▶ Data to process
"""
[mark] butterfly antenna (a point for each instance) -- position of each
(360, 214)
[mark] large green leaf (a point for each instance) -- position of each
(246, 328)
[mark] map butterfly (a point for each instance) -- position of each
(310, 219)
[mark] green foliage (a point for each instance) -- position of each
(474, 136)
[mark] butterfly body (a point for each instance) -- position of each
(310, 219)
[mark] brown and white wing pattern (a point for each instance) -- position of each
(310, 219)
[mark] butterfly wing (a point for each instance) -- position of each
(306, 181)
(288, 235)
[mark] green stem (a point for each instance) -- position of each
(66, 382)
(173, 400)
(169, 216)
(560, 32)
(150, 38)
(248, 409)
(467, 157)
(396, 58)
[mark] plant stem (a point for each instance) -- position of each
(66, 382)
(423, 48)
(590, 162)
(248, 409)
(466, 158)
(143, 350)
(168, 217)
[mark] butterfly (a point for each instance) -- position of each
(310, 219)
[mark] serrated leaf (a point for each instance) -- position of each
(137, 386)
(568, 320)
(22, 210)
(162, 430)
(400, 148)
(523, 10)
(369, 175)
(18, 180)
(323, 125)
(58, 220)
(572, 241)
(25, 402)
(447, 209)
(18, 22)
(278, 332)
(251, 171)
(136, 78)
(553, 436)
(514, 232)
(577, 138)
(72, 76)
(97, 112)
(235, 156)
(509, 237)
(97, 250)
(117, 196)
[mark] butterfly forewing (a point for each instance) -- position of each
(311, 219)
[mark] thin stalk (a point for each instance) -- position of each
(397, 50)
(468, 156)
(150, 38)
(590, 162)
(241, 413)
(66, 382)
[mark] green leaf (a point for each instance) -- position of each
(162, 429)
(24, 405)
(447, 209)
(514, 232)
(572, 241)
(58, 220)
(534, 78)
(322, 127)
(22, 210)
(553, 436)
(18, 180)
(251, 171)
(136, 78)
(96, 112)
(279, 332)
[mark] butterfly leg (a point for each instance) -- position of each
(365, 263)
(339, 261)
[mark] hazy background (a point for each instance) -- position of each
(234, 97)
"""
▶ Problem description
For each record in the listing, output it again exactly.

▶ Result of the task
[mark] butterfly antenna (a point for each instance) -- position of each
(360, 214)
[mark] large green leaf (a point for each instance) -- position of each
(246, 328)
[mark] map butterfly (a point for each instance) -- position of each
(310, 219)
[mark] green foliage (a point for each instance) -- position of each
(474, 136)
[mark] butterfly body (a point for each instance) -- position of each
(310, 219)
[mark] brown and white wing pattern (a point for each instance) -- position of each
(310, 219)
[mark] butterfly wing (a point for each instance) -- position of each
(306, 181)
(288, 235)
[mark] green stem (a point for each instance) -- position of each
(66, 382)
(173, 400)
(169, 216)
(560, 32)
(150, 38)
(248, 409)
(467, 157)
(396, 58)
[mark] plant stem (a point for each instance) -- position of each
(66, 382)
(423, 48)
(590, 162)
(248, 409)
(466, 158)
(143, 350)
(168, 217)
[mark] butterfly (a point for each instance) -- position of each
(310, 219)
[mark] serrated leaf (a point for each instance) -- position of each
(137, 386)
(568, 320)
(22, 210)
(162, 430)
(400, 148)
(523, 10)
(369, 175)
(18, 180)
(323, 125)
(58, 220)
(572, 241)
(25, 402)
(447, 209)
(18, 22)
(278, 332)
(251, 171)
(136, 78)
(553, 436)
(514, 232)
(577, 138)
(72, 76)
(97, 112)
(235, 156)
(509, 237)
(97, 250)
(117, 196)
[mark] butterfly forewing (a point for each instance) -- position of each
(311, 219)
[mark] thin stalk (a point for each instance) -- position of each
(397, 50)
(468, 156)
(150, 38)
(590, 162)
(241, 413)
(66, 382)
[mark] green leaf (a point for each instance) -- position of each
(162, 429)
(24, 405)
(447, 209)
(514, 232)
(572, 241)
(58, 220)
(534, 78)
(322, 127)
(22, 210)
(553, 436)
(18, 180)
(251, 171)
(136, 78)
(96, 112)
(279, 332)
[mark] butterfly leg (a point for each instance) -- position of each
(365, 263)
(339, 261)
[mark] hazy background (a point for each instance) -- position of each
(234, 97)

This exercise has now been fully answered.